## What the task asks
Copy out the bankruptcy passage between "Ron Peterson brought" and "moral or societal.", inclusive, swapping "college" for "university" throughout.

Ron Peterson brought up  In re Adamo, 582 B.R. 267 (Bankr. E.D.N.Y. March. 29, 2018) which involved a payment made by parents to a student's tuition account.   The court found that the initial transfer was to the student and not to the college.  As a result, the college as mediate transferee could defeat the claim.   Mr. Peterson also raised the anomaly of a debtor who was obligated to pay for college tuition for an adult child under a divorce decree and the parent who remained married and paid for college tuition.  In the first case, the parent had a legal obligation to pay.  In the second, the obligation was only moral or societal.

The next topic was payment of fines.  I'm not sure what the issue is here.  If there is a legally enforceable debt, it is clearly reasonably equivalent value.   If a person pays a fine to avoid prison time, that would be reasonably equivalent value because a person can 't earn any money while they are in jail.  If it is a corporation paying a fine to prevent its executives from going to jail, that is not reasonably equivalent value.   First, the corporation does not benefit from protecting its execs.  Second, the incompetence of the executives was probably what put the corporation in bankruptcy in the first place.  Therefore, removing the executives would be a net benefit to the corporation.

Finally, there were issues relating to taxes.   In re DBSI, Inc., 869 F.3d 1004 (9th Cir. 2017) involved a sub-s corporation that paid its shareholders' tax liability.   The IRS argued that it would have been entitled to sovereign immunity under state law.   The Court of Appeals held that section 106 waived that sovereign immunity.   The transfer at issue occurred more than two years pre-petition.  As a result, the transfer could only be avoided under section 544.   Outside of bankruptcy, sovereign immunity would prevent recovery of the transfer.  However, the court found that section 106 overroad the result that would otherwise occur.   The Seventh Circuit went the other way.   In re Equipment Acquisition Resources, Inc., 742 F.3d 743 (7th Cir. 2014) found that sovereign immunity would prevent recovery of the transfer outside of bankruptcy and that because section 544 is based on remedies available under state law that sovereign immunity had to be included.  It found that the reference to section 544 in section 106 had to be understood as referring to section 544(a) only.

ABI Luncheon:  Honoring Keith Lundin and a Not So Gloomy Recession

Retired Judge Keith Lundin accepted the Norton Judicial Excellence Award.   Presenter William Norton discussed Judge Lundin's Zelig-like presence at all of the important bankruptcy developments of the past thirty years and his super-authoritative treatise on Chapter 13.   Rather than talk about himself, Judge Lundin essentially gave a roast for the twelve prior recipients of the award, demonstrating that he is a genius and has a sense of humor to boot.

Entries from a point annotation set:

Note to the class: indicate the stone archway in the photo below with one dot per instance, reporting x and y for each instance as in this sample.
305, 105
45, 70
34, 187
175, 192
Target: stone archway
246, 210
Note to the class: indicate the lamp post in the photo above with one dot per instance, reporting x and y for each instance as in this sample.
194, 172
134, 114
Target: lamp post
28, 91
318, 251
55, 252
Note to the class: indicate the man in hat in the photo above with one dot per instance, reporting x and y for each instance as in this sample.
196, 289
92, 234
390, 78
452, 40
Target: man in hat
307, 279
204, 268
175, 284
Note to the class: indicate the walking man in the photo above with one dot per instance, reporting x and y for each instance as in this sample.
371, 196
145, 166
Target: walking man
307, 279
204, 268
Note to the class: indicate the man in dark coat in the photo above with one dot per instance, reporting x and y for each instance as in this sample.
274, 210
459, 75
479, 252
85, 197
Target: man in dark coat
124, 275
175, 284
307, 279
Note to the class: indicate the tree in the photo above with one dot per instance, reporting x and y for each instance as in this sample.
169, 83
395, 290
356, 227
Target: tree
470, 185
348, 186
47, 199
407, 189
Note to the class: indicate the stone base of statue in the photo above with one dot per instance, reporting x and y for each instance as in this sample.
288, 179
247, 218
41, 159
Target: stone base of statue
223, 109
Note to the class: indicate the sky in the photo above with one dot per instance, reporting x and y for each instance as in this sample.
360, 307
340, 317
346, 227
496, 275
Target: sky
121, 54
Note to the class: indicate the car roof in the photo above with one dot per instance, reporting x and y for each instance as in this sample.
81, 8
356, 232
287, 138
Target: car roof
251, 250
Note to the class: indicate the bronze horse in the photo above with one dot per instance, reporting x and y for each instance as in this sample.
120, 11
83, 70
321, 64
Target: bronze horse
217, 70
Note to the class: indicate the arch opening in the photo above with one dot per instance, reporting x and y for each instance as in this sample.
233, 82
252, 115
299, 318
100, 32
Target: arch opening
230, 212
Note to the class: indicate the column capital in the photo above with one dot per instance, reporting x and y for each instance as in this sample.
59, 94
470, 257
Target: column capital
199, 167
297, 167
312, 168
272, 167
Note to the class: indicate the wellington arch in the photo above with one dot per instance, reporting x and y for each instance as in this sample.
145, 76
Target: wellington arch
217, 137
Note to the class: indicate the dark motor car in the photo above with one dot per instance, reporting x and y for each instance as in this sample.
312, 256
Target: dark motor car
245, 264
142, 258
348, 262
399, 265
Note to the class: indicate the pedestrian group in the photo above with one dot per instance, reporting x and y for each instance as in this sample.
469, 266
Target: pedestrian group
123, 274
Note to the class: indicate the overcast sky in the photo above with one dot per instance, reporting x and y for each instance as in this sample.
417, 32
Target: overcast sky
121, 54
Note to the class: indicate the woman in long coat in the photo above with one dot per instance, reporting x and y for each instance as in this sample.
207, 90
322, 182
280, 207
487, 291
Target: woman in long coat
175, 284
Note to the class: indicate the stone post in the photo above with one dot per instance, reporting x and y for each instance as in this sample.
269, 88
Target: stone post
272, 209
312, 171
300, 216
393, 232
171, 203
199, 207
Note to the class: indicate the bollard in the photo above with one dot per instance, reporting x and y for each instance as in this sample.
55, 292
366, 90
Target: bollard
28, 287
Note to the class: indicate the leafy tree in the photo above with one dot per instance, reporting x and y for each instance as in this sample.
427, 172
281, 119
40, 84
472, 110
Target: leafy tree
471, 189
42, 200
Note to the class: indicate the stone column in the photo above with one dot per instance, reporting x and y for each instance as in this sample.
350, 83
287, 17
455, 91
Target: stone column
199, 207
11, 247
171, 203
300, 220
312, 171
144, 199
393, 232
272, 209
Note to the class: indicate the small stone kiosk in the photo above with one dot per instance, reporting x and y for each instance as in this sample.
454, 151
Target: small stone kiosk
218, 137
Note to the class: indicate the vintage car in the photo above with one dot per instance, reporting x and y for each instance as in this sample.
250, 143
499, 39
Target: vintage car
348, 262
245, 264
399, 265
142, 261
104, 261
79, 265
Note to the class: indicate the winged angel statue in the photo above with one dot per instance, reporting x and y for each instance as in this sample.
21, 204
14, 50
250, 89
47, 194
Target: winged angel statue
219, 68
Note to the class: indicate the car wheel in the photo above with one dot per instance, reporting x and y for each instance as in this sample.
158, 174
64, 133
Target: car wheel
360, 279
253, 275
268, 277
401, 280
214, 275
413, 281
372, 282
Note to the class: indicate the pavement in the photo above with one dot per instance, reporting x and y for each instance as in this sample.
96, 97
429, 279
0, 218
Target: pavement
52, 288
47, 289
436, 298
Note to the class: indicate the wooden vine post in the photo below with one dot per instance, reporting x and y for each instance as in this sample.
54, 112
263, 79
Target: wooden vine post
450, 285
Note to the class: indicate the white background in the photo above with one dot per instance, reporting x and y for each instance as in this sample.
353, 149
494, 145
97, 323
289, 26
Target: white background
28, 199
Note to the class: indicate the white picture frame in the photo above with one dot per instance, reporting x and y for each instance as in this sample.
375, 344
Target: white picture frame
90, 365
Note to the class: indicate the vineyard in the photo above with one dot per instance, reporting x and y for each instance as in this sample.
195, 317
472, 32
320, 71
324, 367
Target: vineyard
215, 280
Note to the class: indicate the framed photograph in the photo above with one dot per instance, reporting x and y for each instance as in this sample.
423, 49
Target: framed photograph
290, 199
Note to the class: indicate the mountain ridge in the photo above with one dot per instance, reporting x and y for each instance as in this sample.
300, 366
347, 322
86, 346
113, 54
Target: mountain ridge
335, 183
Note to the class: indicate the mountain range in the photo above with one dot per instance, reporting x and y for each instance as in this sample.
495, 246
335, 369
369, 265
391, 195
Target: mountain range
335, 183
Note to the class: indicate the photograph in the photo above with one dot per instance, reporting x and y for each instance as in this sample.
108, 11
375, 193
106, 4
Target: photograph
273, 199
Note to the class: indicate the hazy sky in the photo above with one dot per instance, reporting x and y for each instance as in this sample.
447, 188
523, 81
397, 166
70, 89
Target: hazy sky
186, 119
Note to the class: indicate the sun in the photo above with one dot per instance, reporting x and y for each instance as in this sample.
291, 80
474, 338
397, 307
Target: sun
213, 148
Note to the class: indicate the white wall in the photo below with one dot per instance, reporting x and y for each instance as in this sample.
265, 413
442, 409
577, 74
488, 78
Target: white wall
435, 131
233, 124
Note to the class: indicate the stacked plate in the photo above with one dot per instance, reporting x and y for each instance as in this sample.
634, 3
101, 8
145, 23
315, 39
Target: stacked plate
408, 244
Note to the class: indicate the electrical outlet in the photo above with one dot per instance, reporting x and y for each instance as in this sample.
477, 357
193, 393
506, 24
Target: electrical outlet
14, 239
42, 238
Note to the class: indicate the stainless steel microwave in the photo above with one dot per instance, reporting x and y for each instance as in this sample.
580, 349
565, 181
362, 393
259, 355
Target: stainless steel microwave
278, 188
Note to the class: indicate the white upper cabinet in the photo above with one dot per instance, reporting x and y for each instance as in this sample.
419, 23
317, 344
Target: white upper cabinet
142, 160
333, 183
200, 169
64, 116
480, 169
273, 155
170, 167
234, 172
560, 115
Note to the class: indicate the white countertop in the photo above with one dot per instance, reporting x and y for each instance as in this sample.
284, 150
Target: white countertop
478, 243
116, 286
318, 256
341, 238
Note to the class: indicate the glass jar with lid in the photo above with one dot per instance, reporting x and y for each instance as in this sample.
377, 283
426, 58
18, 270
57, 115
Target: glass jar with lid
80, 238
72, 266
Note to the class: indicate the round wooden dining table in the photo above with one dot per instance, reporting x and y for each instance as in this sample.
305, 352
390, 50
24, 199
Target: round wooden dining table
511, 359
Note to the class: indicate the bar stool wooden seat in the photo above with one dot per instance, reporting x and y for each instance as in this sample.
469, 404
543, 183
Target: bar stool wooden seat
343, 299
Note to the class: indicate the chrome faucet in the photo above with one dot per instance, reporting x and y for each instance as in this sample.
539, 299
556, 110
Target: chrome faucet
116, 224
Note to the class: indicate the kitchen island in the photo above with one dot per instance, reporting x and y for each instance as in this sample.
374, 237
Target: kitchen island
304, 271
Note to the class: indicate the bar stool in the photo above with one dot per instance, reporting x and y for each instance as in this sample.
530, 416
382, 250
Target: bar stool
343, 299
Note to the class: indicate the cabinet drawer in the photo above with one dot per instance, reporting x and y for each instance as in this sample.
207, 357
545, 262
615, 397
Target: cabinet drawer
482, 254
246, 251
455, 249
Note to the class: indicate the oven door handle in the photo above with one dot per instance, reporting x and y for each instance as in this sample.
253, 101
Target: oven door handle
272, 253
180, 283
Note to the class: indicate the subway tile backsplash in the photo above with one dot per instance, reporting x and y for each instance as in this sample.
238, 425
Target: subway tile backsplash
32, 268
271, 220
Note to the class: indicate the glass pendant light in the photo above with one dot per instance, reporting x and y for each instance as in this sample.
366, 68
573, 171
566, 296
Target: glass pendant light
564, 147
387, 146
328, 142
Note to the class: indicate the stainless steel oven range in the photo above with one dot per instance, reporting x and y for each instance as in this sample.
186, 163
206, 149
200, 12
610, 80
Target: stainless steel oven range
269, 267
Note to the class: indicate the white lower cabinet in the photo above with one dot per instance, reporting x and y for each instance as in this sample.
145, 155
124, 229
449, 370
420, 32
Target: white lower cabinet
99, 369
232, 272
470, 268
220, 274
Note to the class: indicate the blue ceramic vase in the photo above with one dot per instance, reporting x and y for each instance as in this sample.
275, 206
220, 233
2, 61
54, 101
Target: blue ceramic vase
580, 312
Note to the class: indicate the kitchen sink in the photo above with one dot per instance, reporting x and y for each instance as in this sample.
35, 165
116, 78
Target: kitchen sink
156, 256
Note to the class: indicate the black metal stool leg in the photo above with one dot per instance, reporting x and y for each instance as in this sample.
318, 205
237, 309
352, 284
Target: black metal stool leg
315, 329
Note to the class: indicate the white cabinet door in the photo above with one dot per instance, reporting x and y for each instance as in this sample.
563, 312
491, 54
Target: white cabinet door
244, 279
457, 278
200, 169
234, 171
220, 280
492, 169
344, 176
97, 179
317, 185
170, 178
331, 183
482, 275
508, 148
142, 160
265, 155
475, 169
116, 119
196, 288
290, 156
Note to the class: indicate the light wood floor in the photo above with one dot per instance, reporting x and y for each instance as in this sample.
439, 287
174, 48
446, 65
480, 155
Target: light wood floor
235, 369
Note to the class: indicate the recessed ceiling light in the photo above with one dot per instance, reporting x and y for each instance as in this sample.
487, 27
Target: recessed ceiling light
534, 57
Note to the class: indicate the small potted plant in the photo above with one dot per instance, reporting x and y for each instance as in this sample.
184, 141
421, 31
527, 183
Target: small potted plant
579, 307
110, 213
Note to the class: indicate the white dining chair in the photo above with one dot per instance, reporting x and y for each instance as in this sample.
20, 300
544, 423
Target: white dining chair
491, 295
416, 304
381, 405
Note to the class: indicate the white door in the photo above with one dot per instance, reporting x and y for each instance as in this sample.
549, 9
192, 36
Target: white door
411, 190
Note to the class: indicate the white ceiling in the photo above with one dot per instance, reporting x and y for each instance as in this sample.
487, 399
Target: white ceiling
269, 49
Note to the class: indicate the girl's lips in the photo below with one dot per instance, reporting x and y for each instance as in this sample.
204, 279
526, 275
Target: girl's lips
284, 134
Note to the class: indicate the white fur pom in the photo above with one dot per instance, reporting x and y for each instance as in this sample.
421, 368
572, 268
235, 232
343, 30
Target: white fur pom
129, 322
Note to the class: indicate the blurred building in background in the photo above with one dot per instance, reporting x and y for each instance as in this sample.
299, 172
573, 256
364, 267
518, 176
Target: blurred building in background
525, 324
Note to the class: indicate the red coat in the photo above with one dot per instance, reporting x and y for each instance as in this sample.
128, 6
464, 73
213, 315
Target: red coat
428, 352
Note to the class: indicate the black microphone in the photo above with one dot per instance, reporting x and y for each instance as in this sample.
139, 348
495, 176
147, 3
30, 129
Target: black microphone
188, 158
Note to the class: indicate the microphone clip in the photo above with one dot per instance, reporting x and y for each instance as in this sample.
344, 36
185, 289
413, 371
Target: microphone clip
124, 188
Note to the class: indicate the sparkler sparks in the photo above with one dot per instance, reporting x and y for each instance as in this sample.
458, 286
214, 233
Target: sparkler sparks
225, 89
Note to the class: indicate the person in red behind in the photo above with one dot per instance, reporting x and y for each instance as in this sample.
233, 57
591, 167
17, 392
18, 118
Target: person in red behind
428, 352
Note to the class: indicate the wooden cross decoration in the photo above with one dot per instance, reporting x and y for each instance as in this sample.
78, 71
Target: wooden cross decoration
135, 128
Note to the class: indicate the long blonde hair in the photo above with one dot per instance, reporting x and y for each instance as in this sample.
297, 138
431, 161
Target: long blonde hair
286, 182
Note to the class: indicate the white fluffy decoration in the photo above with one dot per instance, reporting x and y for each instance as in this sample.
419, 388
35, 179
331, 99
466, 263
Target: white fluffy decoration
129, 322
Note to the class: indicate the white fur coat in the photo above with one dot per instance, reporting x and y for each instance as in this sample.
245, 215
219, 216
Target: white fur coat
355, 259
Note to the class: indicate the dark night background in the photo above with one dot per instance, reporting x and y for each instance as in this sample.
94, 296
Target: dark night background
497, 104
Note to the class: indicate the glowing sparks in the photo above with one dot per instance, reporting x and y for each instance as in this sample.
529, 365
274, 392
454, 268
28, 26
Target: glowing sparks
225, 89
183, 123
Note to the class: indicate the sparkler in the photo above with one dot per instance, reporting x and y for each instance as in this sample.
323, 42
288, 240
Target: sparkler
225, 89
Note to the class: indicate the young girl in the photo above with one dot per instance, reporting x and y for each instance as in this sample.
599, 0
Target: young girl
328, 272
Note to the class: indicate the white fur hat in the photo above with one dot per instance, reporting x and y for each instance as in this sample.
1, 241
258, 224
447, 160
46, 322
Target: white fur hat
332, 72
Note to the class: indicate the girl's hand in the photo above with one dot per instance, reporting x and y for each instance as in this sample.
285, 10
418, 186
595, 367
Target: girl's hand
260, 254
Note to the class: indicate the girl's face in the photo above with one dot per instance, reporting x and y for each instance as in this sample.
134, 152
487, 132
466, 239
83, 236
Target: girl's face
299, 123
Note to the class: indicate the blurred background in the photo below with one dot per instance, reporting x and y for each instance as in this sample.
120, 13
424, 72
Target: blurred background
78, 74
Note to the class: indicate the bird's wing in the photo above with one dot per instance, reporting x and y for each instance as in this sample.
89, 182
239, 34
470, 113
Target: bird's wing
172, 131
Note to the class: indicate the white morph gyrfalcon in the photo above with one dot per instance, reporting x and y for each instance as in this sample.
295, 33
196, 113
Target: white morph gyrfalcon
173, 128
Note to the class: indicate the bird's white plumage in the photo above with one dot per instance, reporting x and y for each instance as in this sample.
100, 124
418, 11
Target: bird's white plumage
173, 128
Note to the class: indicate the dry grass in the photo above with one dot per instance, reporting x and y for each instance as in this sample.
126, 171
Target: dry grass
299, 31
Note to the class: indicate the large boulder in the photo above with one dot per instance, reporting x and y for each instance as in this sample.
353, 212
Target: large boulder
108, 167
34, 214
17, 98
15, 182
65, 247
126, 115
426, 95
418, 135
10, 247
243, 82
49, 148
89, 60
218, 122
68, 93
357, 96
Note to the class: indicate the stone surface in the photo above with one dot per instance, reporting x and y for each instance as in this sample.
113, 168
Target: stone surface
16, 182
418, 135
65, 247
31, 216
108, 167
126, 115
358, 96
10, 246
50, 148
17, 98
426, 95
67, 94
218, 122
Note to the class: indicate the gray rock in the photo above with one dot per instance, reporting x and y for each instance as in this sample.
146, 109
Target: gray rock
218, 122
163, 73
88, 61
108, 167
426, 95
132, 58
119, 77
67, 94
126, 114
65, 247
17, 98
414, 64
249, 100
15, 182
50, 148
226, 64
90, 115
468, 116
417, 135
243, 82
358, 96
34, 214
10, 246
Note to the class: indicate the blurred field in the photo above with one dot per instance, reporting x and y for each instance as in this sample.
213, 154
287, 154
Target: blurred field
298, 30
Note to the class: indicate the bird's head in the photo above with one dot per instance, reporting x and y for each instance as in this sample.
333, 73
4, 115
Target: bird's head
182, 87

## Task output
Ron Peterson brought up  In re Adamo, 582 B.R. 267 (Bankr. E.D.N.Y. March. 29, 2018) which involved a payment made by parents to a student's tuition account.   The court found that the initial transfer was to the student and not to the university.  As a result, the university as mediate transferee could defeat the claim.   Mr. Peterson also raised the anomaly of a debtor who was obligated to pay for university tuition for an adult child under a divorce decree and the parent who remained married and paid for university tuition.  In the first case, the parent had a legal obligation to pay.  In the second, the obligation was only moral or societal.